EXERCISE: Print the portion of the stem cell donor essay between "In a small town, word" and "cell marrow registry.", inclusive, word for word.

EXCERPT PROVIDED:
By Monica Griffin

In a small town, word gets around quickly—especially hard news. I had just finished performing in the musical Annie, and the man who played FDR to my Grace was diagnosed with leukemia. It was the first time that I knew someone who had a devastating illness whom I could potentially help. I signed up with the stem cell marrow registry.

Due to the lack of a match, approximately 70% of all patients needing stem cell and bone marrow transplants must find a donor who is outside of their family. And such is the case now for a St. Luke’s member who is facing a devastating disease and needs a stem cell transplant.

In response, and in an effort to encourage, support and serve all families in need of life-saving transplants, on Sunday, May 22, St. Luke’s will host an open stem cell donor registration drive. The process is simple and takes 3-5 minutes. A quick cheek swab will register each person’s HLA tissue type in the national registry. In the United States alone, 20,000 people are on the transplant list, and waiting for a suitable donor. It just takes one person.

So, after I joined the National Marrow Donor Registry I heard nothing for 15 years. Then, just two weeks ago, I received an email saying that I had been identified as a possible match! I was stunned that they found me after all this time. I couldn’t help but think, “Pick me! Pick me!” I can’t think of any greater blessing or reward than to help save a life. And knowing that each of us could be another person’s perfect match is mind-boggling to me. A patient waiting for a transplant is someone’s child, someone’s mother, someone’s friend.

DATA EXTRACT:
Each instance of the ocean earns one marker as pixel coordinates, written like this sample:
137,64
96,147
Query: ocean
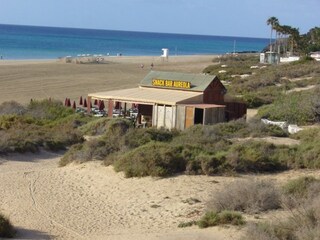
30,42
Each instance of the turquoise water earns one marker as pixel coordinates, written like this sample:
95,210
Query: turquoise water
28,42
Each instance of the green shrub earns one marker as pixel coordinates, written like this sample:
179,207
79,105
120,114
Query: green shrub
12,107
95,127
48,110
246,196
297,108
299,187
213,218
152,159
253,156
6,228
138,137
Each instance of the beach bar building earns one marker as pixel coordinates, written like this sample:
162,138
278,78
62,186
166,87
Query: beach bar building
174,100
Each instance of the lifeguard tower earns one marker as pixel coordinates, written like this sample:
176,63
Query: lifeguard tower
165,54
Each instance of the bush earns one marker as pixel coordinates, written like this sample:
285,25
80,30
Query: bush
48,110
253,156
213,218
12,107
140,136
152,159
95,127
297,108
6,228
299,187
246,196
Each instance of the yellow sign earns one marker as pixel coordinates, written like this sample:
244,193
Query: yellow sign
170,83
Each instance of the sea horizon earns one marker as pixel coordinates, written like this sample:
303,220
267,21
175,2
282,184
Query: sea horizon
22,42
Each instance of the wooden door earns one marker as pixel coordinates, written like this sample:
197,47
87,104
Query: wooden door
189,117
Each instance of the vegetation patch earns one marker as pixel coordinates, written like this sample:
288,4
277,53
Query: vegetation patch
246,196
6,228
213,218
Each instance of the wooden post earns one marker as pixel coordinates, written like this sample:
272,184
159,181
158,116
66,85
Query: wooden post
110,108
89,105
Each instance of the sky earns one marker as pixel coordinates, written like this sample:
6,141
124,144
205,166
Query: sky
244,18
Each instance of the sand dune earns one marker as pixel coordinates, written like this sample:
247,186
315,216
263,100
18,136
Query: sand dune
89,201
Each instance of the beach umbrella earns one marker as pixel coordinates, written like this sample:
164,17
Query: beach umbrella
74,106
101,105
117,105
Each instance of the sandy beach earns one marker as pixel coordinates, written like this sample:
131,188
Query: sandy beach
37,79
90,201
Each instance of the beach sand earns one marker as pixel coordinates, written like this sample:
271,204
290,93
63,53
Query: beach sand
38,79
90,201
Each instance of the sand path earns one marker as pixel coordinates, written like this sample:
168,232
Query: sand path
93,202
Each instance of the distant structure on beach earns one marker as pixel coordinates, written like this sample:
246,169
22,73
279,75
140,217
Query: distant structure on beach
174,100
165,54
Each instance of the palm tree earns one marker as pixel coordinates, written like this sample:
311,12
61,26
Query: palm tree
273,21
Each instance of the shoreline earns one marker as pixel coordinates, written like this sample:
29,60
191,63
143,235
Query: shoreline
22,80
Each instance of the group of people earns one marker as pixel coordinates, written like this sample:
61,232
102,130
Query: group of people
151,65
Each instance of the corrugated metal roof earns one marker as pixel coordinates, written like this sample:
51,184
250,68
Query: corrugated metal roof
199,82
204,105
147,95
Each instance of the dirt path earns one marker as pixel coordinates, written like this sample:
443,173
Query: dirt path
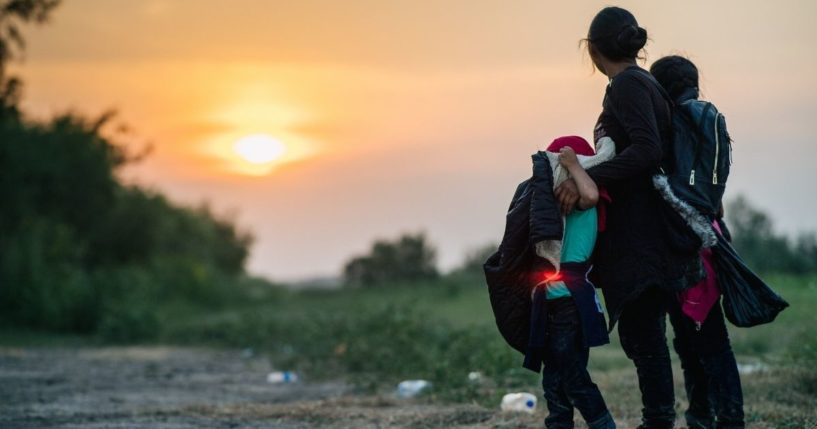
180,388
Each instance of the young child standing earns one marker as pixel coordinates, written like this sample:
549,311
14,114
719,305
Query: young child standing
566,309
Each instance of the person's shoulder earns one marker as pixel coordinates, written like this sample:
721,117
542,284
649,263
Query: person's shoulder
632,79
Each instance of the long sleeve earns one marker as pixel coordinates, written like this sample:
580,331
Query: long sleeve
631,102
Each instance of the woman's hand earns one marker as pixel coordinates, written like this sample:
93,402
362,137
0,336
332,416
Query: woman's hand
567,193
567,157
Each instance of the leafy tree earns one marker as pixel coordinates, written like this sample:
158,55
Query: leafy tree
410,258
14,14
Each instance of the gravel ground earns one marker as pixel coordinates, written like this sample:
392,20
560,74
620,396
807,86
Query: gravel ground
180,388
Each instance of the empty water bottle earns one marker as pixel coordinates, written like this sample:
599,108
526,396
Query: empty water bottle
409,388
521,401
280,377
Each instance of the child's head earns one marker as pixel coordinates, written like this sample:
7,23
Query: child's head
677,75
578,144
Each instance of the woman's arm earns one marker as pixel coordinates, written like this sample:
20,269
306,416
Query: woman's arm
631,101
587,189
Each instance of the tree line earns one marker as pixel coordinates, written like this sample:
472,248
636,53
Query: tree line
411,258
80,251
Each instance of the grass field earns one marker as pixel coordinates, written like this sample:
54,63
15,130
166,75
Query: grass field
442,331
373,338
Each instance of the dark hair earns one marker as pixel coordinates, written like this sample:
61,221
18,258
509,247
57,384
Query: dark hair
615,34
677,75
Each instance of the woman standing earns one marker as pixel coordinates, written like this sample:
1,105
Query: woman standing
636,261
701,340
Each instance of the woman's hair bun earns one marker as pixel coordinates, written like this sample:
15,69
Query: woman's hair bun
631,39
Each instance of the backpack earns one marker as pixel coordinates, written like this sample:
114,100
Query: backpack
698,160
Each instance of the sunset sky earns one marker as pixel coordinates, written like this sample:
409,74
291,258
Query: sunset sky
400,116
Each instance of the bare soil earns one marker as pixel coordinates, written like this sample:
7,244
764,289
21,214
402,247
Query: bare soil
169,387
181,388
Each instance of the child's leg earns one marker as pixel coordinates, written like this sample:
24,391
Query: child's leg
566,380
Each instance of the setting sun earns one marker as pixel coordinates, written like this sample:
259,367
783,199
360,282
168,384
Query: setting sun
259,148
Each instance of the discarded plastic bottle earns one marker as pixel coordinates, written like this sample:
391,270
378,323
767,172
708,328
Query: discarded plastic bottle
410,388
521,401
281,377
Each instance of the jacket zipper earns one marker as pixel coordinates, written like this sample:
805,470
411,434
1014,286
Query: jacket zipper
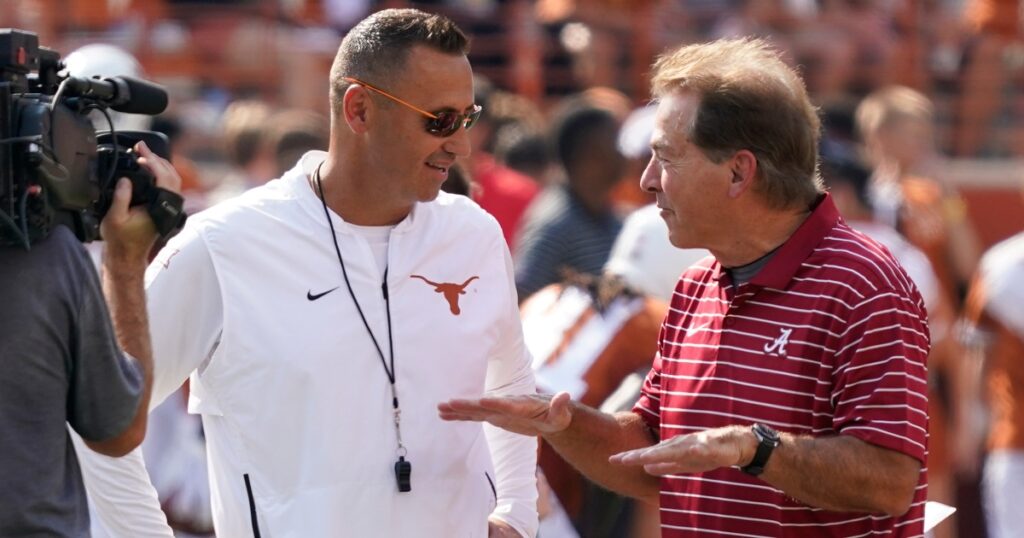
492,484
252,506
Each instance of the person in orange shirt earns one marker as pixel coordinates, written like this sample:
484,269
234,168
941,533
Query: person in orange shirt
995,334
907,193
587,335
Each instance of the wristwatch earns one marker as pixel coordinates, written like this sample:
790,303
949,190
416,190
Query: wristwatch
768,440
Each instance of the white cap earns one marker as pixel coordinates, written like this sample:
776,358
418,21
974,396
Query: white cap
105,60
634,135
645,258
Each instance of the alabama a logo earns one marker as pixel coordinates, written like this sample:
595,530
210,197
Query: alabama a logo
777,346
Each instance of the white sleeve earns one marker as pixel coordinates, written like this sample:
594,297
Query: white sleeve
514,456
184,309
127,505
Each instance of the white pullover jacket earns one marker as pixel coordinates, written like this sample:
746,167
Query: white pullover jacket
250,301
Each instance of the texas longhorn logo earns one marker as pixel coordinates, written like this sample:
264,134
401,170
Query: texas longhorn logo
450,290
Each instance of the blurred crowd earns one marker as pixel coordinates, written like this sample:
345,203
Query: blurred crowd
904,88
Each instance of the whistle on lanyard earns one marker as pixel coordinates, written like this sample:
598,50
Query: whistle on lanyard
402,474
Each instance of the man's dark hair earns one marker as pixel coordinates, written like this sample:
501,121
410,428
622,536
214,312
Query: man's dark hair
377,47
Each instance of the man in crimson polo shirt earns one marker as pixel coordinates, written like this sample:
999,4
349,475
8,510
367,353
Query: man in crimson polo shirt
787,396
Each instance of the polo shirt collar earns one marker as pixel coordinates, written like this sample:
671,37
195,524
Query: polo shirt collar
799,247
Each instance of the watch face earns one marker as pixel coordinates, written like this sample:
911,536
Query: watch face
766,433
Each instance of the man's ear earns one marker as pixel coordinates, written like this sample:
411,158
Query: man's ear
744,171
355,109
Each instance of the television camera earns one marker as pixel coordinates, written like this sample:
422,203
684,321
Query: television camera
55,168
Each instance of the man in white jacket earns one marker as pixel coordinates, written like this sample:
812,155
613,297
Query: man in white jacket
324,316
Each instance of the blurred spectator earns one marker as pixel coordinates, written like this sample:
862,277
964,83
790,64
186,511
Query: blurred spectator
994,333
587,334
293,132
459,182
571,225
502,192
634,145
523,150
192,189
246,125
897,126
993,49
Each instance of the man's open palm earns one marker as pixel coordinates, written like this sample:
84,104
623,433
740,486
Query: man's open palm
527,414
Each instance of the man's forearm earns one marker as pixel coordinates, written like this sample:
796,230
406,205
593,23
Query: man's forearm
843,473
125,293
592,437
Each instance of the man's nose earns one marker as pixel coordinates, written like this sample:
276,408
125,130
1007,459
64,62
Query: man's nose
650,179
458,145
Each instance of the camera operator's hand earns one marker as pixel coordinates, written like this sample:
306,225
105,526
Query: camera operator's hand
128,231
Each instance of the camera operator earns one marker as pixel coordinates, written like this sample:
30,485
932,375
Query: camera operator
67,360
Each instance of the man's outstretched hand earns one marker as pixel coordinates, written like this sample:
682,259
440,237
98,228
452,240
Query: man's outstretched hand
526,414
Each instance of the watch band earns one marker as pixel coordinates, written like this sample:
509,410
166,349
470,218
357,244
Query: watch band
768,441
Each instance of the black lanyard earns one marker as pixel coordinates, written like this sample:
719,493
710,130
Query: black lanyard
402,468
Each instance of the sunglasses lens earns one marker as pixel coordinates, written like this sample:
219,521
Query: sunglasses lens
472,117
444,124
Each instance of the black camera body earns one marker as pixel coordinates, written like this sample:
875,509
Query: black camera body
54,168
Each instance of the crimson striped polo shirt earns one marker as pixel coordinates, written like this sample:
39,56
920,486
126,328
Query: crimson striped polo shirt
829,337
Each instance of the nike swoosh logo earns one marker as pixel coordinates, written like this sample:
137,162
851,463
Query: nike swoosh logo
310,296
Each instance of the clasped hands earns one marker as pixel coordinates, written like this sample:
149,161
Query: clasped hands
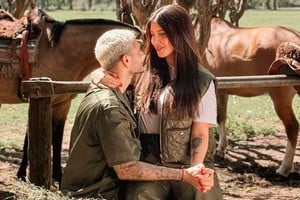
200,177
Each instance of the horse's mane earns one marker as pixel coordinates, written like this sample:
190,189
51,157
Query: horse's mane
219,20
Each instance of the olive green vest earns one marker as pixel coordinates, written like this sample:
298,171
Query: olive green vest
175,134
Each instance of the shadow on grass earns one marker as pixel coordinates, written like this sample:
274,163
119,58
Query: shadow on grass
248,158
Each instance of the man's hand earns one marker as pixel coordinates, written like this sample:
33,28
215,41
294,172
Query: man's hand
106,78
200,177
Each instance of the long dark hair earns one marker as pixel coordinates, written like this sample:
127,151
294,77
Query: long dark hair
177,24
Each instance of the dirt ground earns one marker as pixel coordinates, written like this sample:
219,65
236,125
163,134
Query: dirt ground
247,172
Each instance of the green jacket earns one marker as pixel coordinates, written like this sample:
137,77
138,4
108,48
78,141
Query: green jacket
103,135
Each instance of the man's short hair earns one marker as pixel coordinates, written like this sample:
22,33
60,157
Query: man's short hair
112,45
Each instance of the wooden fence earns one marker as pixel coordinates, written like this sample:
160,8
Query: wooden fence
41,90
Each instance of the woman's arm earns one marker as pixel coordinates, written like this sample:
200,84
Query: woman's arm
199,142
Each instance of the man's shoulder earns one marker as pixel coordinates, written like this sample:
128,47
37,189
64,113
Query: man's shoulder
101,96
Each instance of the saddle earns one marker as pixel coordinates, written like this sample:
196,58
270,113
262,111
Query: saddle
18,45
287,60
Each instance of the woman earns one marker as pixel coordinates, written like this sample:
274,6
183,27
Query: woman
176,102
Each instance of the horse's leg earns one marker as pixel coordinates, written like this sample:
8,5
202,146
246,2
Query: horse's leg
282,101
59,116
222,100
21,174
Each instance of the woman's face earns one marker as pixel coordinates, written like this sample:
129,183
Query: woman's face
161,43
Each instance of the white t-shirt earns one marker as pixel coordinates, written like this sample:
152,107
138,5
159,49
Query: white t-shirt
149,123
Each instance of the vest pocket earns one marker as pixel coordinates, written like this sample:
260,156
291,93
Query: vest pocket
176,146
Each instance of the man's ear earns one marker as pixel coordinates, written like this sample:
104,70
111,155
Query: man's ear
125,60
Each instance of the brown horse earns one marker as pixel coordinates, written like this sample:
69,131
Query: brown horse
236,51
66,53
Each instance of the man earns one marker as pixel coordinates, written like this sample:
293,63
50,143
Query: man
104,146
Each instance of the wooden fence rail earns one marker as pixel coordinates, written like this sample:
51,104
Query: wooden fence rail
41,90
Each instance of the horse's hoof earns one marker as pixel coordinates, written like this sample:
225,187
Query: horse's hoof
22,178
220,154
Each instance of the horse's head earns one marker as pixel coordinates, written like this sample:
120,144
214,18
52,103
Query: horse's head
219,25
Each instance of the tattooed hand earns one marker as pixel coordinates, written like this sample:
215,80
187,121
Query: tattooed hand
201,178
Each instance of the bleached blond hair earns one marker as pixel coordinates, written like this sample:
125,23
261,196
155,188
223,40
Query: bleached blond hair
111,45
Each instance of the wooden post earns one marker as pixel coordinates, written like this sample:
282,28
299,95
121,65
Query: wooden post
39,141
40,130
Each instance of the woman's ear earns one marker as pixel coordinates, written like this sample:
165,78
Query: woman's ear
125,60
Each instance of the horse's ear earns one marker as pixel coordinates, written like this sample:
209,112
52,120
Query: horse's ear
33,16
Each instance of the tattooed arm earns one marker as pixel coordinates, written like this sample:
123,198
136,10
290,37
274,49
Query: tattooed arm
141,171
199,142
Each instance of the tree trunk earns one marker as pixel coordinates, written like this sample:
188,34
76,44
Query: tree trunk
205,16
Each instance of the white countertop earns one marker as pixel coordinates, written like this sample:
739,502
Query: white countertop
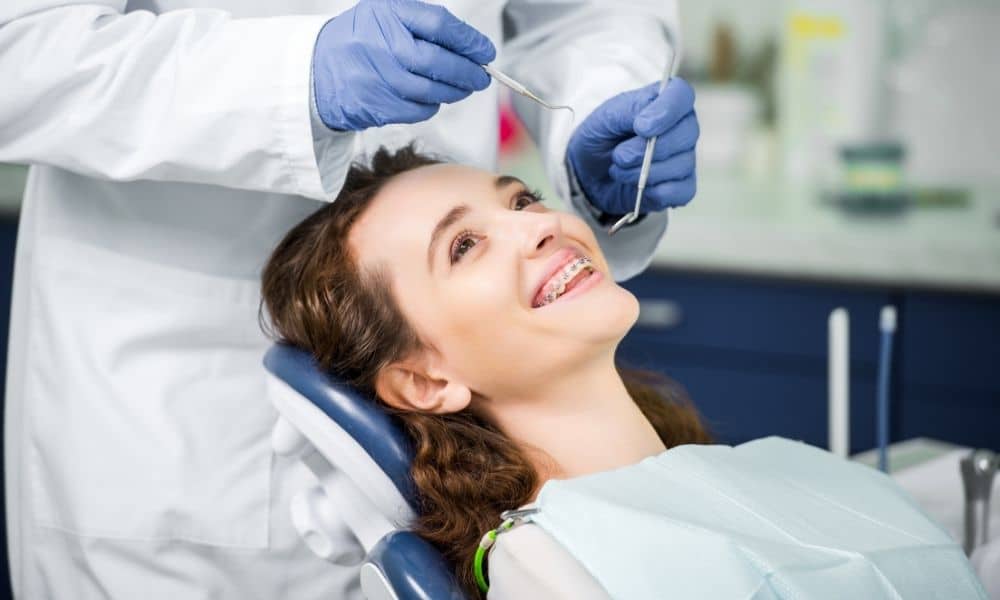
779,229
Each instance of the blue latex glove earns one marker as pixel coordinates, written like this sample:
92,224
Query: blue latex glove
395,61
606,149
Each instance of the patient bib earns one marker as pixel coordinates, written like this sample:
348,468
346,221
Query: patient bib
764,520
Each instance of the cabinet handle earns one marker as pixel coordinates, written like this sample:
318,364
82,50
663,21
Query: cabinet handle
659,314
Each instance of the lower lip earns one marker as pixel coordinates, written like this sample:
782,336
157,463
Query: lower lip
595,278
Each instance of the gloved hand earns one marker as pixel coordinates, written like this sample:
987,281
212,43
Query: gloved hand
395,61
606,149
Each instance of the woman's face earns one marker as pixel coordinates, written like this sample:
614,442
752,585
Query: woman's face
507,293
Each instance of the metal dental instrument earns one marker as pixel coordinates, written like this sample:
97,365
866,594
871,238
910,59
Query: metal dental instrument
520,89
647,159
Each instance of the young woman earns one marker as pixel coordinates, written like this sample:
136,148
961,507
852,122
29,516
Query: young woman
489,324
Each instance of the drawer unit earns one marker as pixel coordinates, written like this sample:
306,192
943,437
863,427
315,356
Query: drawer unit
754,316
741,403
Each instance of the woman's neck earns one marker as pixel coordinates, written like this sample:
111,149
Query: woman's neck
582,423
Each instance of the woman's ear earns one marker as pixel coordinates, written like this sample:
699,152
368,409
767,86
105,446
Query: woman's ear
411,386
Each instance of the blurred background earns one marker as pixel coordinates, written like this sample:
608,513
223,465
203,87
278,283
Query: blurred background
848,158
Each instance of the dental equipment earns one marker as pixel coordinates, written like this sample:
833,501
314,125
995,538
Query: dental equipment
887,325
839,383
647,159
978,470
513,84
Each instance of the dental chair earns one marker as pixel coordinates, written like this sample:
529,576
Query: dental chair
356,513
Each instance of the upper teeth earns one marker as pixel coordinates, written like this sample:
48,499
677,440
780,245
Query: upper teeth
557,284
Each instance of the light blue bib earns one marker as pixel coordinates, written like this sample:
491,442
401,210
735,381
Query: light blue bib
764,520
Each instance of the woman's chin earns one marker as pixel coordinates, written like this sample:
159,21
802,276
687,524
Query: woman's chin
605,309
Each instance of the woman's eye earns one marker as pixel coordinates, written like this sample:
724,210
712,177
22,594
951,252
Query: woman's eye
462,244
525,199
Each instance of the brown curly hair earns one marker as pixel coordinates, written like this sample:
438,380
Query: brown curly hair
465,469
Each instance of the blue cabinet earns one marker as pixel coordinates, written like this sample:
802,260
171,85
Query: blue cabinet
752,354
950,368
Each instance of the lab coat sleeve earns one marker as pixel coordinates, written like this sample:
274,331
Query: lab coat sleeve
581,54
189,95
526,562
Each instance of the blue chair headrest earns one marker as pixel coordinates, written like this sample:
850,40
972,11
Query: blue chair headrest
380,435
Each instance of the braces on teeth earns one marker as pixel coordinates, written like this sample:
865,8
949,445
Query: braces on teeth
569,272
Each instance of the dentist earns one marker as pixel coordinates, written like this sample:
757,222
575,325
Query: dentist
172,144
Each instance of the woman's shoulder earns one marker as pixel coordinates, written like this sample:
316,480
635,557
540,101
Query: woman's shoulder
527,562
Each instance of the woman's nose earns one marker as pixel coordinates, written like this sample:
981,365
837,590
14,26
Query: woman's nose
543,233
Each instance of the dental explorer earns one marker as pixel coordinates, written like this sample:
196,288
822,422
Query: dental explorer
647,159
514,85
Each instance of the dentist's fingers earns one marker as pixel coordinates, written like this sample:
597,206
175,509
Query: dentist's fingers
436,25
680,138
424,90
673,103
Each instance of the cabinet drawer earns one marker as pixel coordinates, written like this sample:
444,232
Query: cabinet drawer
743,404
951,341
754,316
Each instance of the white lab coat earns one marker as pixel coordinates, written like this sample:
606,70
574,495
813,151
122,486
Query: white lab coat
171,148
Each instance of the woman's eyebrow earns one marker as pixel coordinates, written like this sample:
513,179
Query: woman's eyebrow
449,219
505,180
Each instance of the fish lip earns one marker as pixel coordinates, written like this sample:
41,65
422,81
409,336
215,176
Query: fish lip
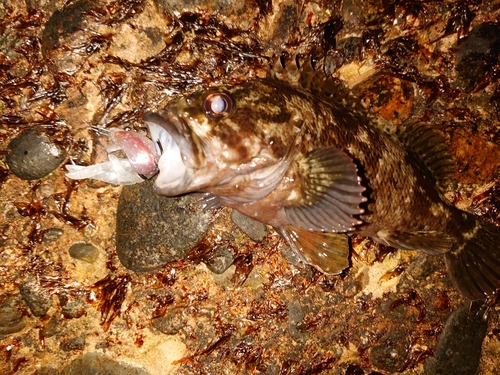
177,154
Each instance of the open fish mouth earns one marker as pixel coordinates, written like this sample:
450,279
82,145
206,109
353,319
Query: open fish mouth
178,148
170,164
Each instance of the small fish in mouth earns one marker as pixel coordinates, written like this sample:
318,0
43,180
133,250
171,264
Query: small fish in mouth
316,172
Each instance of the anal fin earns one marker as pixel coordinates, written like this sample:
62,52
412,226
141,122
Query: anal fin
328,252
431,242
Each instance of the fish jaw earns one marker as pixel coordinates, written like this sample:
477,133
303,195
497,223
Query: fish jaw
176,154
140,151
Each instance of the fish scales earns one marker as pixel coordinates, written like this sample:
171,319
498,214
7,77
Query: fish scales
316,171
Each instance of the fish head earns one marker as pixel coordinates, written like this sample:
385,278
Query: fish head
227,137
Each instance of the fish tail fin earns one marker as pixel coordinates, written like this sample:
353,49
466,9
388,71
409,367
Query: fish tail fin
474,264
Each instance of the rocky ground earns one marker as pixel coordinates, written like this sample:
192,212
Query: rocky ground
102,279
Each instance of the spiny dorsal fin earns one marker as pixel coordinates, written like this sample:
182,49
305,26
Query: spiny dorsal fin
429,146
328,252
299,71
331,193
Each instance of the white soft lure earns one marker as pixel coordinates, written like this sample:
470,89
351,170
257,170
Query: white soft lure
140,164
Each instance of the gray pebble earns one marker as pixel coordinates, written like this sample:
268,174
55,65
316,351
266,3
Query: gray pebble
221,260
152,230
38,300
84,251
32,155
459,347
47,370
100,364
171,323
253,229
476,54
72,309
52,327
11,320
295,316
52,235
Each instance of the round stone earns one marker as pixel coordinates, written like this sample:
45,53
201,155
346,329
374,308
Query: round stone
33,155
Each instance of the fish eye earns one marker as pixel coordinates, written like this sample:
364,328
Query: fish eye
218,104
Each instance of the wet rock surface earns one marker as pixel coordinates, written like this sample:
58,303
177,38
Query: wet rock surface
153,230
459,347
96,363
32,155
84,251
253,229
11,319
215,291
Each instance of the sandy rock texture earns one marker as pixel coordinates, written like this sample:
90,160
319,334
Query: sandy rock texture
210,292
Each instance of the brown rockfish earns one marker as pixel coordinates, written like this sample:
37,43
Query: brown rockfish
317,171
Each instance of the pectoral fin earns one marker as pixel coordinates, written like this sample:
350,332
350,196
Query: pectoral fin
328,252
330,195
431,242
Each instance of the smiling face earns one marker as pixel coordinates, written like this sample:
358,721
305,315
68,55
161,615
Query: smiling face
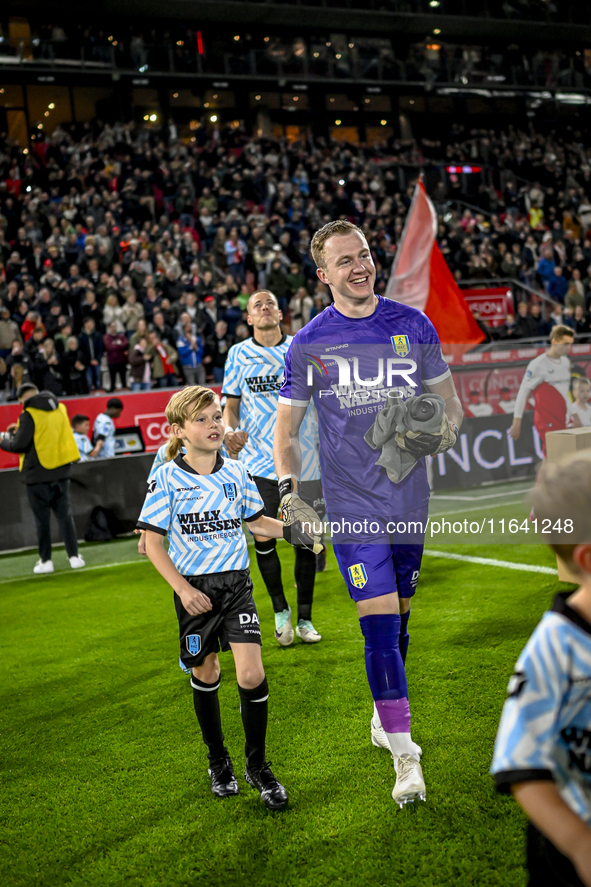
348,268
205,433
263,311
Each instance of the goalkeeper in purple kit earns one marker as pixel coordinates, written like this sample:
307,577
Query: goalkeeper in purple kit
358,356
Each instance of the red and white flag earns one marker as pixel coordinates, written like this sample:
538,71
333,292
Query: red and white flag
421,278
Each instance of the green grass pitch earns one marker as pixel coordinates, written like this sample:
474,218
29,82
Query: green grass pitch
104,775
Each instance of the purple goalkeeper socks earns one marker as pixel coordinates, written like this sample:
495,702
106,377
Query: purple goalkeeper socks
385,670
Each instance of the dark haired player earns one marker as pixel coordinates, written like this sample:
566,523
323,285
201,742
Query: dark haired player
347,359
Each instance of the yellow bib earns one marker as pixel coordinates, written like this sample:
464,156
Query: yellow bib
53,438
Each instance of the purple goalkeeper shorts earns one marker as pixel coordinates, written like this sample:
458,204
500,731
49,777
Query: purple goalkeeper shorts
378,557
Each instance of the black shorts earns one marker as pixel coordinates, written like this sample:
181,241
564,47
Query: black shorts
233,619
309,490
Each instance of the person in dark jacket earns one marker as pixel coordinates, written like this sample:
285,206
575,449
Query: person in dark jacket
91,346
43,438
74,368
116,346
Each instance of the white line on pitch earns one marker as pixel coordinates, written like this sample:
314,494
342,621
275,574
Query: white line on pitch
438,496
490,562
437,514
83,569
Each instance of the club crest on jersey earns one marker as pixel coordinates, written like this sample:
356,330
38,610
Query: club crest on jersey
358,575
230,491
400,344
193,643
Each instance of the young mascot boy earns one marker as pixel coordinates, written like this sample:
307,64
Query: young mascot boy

SOLVED EXERCISE:
In a small town, word gets around quickly—especially hard news. I had just finished performing in the musical Annie, and the man who played FDR to my Grace was diagnosed with leukemia. It was the first time that I knew someone who had a devastating illness whom I could potentially help. I signed up with the stem cell marrow registry.